A tarefa:
Reproduza fielmente, do texto sobre a cera de ouvido, todo o trecho que vai de "Como é o cerumenograma" até "técnica denominada cerumenograma.".

Uma pesquisa brasileira realizada pela Universidade Federal de Goiás (UFG) está despertando atenção ao apontar que a cera de ouvido — também chamada de cerúmen — pode servir como material biológico para detectar alterações indicativas de câncer antes mesmo de tumores clínicos aparecerem.
A descoberta abre possibilidades de diagnósticos mais precoces e menos invasivos, com impactos importantes para tratamento e sobrevida.
Como é o cerumenograma
Os pesquisadores da UFG, liderados pelo professor Nelson Roberto Antoniosi Filho e pelo doutorando João Marcos Gonçalves Barbosa, desenvolveram uma técnica denominada cerumenograma.
Essa metodologia utiliza amostras de cerúmen para detectar metabólitos orgânicos voláteis (VOCs, na sigla em inglês) e outras substâncias químicas que podem indicar processos metabólicos anormais associados ao câncer.
A análise envolve cromatografia a gás e espectrometria de massas para separar e identificar moléculas presentes nas amostras, comparando-as entre pessoas com câncer e pessoas sem o diagnóstico.

[Registros de uma fonte de dados]
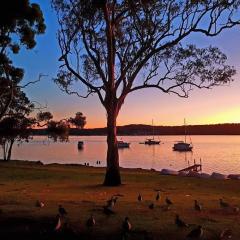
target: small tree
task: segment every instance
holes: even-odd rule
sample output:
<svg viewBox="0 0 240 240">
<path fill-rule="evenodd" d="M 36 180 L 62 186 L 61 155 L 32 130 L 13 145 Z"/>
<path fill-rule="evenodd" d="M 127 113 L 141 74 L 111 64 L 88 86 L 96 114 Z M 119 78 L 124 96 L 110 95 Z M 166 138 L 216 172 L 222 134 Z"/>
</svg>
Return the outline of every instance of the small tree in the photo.
<svg viewBox="0 0 240 240">
<path fill-rule="evenodd" d="M 34 119 L 21 117 L 6 117 L 0 122 L 0 145 L 3 150 L 3 160 L 9 161 L 14 142 L 28 141 Z"/>
<path fill-rule="evenodd" d="M 66 142 L 68 141 L 70 125 L 68 121 L 60 120 L 54 121 L 51 120 L 47 123 L 47 134 L 55 142 Z"/>
<path fill-rule="evenodd" d="M 238 0 L 52 2 L 63 61 L 57 84 L 79 97 L 97 94 L 106 109 L 105 185 L 121 184 L 116 121 L 129 93 L 155 88 L 187 97 L 193 87 L 219 86 L 235 74 L 218 48 L 183 41 L 193 33 L 213 37 L 239 25 Z"/>
<path fill-rule="evenodd" d="M 22 46 L 32 49 L 35 36 L 43 34 L 45 24 L 38 4 L 28 0 L 0 3 L 0 120 L 8 113 L 23 79 L 24 71 L 15 67 L 10 57 Z"/>
<path fill-rule="evenodd" d="M 3 159 L 10 160 L 12 147 L 15 141 L 27 141 L 30 128 L 35 119 L 29 117 L 34 110 L 34 104 L 29 101 L 19 88 L 14 93 L 8 114 L 0 121 L 0 145 L 3 150 Z"/>
<path fill-rule="evenodd" d="M 69 118 L 68 122 L 79 129 L 83 129 L 86 125 L 86 117 L 81 112 L 77 112 L 74 118 Z"/>
</svg>

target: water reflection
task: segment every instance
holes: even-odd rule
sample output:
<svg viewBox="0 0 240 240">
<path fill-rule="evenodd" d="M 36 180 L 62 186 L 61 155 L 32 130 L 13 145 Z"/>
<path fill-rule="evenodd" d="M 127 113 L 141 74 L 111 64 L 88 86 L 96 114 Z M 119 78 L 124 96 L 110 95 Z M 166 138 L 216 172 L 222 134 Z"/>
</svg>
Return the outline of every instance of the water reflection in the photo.
<svg viewBox="0 0 240 240">
<path fill-rule="evenodd" d="M 192 136 L 193 152 L 172 151 L 175 141 L 181 136 L 161 136 L 160 145 L 139 144 L 143 137 L 124 137 L 130 148 L 120 149 L 120 165 L 129 168 L 180 170 L 202 159 L 203 171 L 211 173 L 240 172 L 240 136 Z M 84 141 L 82 150 L 78 141 Z M 29 143 L 15 145 L 13 158 L 42 161 L 43 163 L 89 163 L 91 166 L 105 166 L 106 137 L 70 137 L 69 142 L 52 142 L 47 137 L 34 137 Z M 101 164 L 97 164 L 100 161 Z"/>
</svg>

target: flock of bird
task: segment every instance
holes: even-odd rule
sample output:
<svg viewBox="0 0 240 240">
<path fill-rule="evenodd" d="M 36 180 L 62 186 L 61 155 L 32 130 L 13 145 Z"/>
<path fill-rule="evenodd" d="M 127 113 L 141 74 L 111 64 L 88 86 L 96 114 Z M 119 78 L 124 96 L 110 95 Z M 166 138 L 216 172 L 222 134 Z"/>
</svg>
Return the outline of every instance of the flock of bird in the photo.
<svg viewBox="0 0 240 240">
<path fill-rule="evenodd" d="M 159 201 L 161 199 L 160 192 L 158 191 L 155 197 L 156 201 Z M 115 214 L 114 211 L 114 206 L 116 205 L 118 200 L 117 196 L 111 197 L 111 199 L 107 200 L 106 205 L 103 206 L 103 213 L 107 216 Z M 143 201 L 143 196 L 139 194 L 137 196 L 137 201 L 142 202 Z M 166 210 L 170 210 L 170 207 L 173 205 L 173 202 L 166 197 L 165 198 L 165 203 L 166 203 Z M 238 207 L 232 207 L 229 203 L 223 201 L 223 199 L 219 199 L 219 205 L 222 209 L 228 209 L 232 208 L 235 212 L 239 212 Z M 41 201 L 36 202 L 36 207 L 44 207 L 44 203 Z M 154 209 L 155 204 L 154 202 L 150 203 L 148 205 L 149 209 Z M 201 203 L 199 203 L 197 200 L 194 200 L 194 210 L 197 212 L 201 212 L 203 210 L 203 206 Z M 60 231 L 63 228 L 62 220 L 67 216 L 68 212 L 66 209 L 62 206 L 59 205 L 58 207 L 58 215 L 57 215 L 57 221 L 55 224 L 55 231 Z M 96 220 L 93 215 L 90 216 L 89 219 L 86 221 L 86 227 L 88 228 L 93 228 L 96 224 Z M 175 224 L 179 228 L 188 228 L 190 225 L 183 221 L 178 214 L 175 216 Z M 129 217 L 125 217 L 123 223 L 122 223 L 122 239 L 127 239 L 128 234 L 130 234 L 132 230 L 132 224 L 130 222 Z M 186 236 L 186 239 L 201 239 L 203 237 L 203 227 L 202 226 L 197 226 L 194 229 L 192 229 Z M 219 235 L 219 240 L 227 240 L 232 238 L 232 231 L 230 229 L 224 229 L 221 234 Z"/>
</svg>

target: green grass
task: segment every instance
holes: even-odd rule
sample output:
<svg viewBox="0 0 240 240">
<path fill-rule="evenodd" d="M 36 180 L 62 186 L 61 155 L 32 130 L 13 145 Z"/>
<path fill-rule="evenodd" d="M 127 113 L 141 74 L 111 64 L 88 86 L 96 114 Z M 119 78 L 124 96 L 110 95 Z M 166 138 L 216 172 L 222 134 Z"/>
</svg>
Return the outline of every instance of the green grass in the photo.
<svg viewBox="0 0 240 240">
<path fill-rule="evenodd" d="M 104 173 L 102 168 L 85 166 L 0 162 L 0 219 L 53 218 L 62 204 L 69 212 L 71 228 L 94 236 L 93 239 L 119 233 L 125 216 L 129 216 L 133 226 L 134 233 L 129 239 L 144 239 L 143 231 L 152 239 L 184 239 L 199 224 L 204 227 L 203 239 L 219 239 L 217 236 L 225 228 L 232 229 L 232 239 L 240 239 L 240 214 L 220 209 L 218 202 L 223 198 L 240 206 L 240 181 L 161 176 L 152 171 L 122 169 L 123 185 L 104 187 L 101 185 Z M 155 201 L 155 190 L 161 190 L 159 202 Z M 137 202 L 138 193 L 143 196 L 141 203 Z M 106 217 L 102 206 L 116 194 L 122 195 L 114 207 L 116 215 Z M 168 211 L 164 210 L 166 196 L 174 203 Z M 203 212 L 193 210 L 194 199 L 203 204 Z M 36 208 L 36 200 L 46 206 Z M 148 209 L 150 202 L 155 202 L 154 210 Z M 191 227 L 178 229 L 174 225 L 176 213 Z M 96 226 L 88 232 L 85 221 L 91 214 Z"/>
</svg>

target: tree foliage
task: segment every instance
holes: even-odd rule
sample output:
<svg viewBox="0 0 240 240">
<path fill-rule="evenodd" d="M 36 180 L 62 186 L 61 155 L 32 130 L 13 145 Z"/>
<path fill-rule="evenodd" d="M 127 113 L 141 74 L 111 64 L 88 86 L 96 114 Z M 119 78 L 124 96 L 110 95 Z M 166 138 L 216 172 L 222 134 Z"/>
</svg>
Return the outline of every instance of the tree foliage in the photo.
<svg viewBox="0 0 240 240">
<path fill-rule="evenodd" d="M 74 118 L 69 118 L 68 122 L 79 129 L 83 129 L 86 125 L 86 117 L 82 112 L 77 112 Z"/>
<path fill-rule="evenodd" d="M 121 183 L 116 119 L 126 96 L 155 88 L 188 97 L 232 81 L 217 47 L 186 44 L 240 24 L 239 0 L 52 0 L 62 52 L 56 83 L 68 94 L 97 94 L 106 109 L 106 185 Z M 77 83 L 80 85 L 78 86 Z"/>
<path fill-rule="evenodd" d="M 45 24 L 38 4 L 28 0 L 9 0 L 0 3 L 0 119 L 17 98 L 24 70 L 14 66 L 11 57 L 21 47 L 32 49 L 35 36 L 43 34 Z M 16 100 L 16 99 L 15 99 Z M 17 100 L 16 100 L 17 101 Z"/>
</svg>

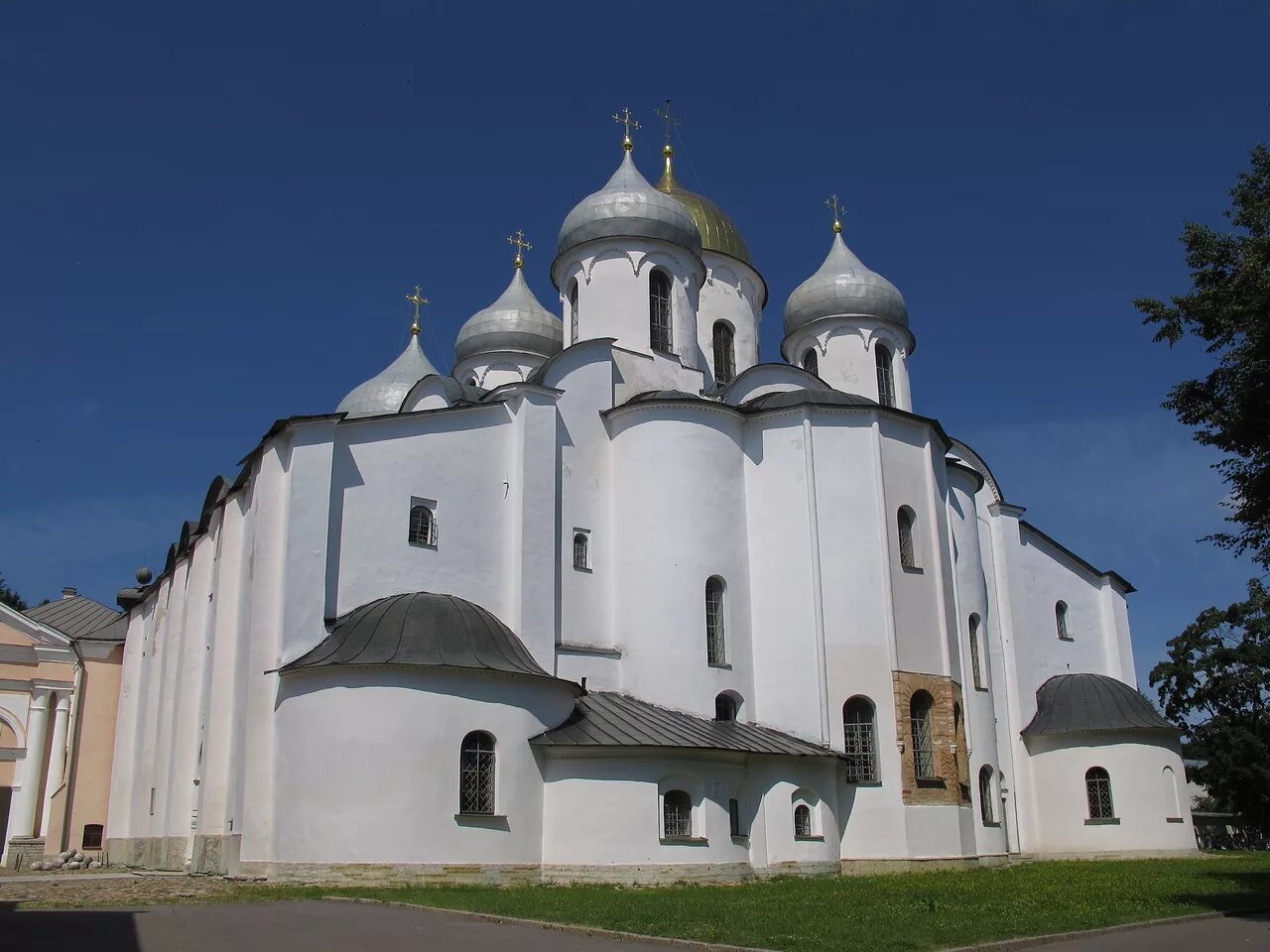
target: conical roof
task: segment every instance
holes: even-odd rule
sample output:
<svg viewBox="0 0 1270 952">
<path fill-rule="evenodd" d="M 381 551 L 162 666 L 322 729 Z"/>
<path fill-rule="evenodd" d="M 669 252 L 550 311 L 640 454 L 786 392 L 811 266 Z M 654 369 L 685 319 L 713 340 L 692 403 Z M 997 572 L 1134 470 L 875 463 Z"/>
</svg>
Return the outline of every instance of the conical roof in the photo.
<svg viewBox="0 0 1270 952">
<path fill-rule="evenodd" d="M 512 352 L 554 357 L 564 345 L 560 319 L 533 296 L 519 265 L 499 298 L 478 311 L 458 330 L 455 360 L 474 354 Z"/>
<path fill-rule="evenodd" d="M 824 264 L 799 284 L 785 303 L 785 334 L 819 317 L 839 315 L 908 326 L 908 307 L 895 286 L 865 267 L 847 248 L 842 234 L 836 232 Z"/>
<path fill-rule="evenodd" d="M 431 373 L 437 373 L 437 368 L 429 363 L 423 348 L 419 347 L 419 336 L 410 334 L 410 343 L 398 359 L 364 383 L 353 387 L 348 396 L 339 401 L 335 413 L 349 416 L 395 414 L 401 409 L 401 401 L 410 392 L 410 387 Z"/>
</svg>

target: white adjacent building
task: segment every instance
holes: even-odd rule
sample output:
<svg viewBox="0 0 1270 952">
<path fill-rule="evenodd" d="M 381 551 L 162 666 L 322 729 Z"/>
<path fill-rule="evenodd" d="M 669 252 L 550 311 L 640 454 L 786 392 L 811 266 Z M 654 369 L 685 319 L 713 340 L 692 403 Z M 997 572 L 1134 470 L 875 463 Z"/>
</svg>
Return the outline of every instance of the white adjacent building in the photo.
<svg viewBox="0 0 1270 952">
<path fill-rule="evenodd" d="M 914 410 L 847 248 L 785 305 L 627 150 L 521 274 L 212 482 L 128 633 L 107 850 L 655 881 L 1195 849 L 1125 597 Z"/>
</svg>

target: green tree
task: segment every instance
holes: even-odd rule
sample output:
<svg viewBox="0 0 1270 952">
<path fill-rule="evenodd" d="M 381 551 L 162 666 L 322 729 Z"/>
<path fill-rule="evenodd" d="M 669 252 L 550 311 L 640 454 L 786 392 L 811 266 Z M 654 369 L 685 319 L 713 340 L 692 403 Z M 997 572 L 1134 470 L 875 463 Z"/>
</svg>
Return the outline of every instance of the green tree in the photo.
<svg viewBox="0 0 1270 952">
<path fill-rule="evenodd" d="M 1206 608 L 1151 669 L 1165 716 L 1203 751 L 1196 782 L 1222 809 L 1270 833 L 1270 592 Z"/>
<path fill-rule="evenodd" d="M 1226 217 L 1233 232 L 1187 222 L 1181 241 L 1193 289 L 1171 303 L 1134 306 L 1158 325 L 1170 347 L 1190 335 L 1218 364 L 1203 380 L 1175 386 L 1165 407 L 1195 428 L 1195 439 L 1224 456 L 1217 470 L 1231 486 L 1227 522 L 1237 528 L 1205 537 L 1270 569 L 1270 150 L 1231 189 Z"/>
</svg>

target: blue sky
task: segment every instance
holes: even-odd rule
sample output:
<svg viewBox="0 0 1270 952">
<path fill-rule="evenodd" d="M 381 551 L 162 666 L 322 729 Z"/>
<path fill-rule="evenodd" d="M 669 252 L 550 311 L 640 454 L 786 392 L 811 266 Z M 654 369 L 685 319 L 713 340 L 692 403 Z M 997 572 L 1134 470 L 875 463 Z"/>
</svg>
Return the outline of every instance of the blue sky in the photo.
<svg viewBox="0 0 1270 952">
<path fill-rule="evenodd" d="M 547 268 L 630 105 L 682 117 L 781 307 L 829 242 L 904 293 L 919 413 L 1026 518 L 1139 589 L 1139 680 L 1253 567 L 1212 454 L 1160 409 L 1203 372 L 1130 300 L 1186 288 L 1266 138 L 1264 4 L 27 4 L 0 37 L 0 572 L 113 604 L 269 424 L 334 409 Z M 903 9 L 898 9 L 903 6 Z M 104 8 L 100 8 L 104 9 Z M 212 11 L 215 9 L 215 13 Z"/>
</svg>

Problema resolvido:
Como é o cerumenograma
Os pesquisadores da UFG, liderados pelo professor Nelson Roberto Antoniosi Filho e pelo doutorando João Marcos Gonçalves Barbosa, desenvolveram uma técnica denominada cerumenograma.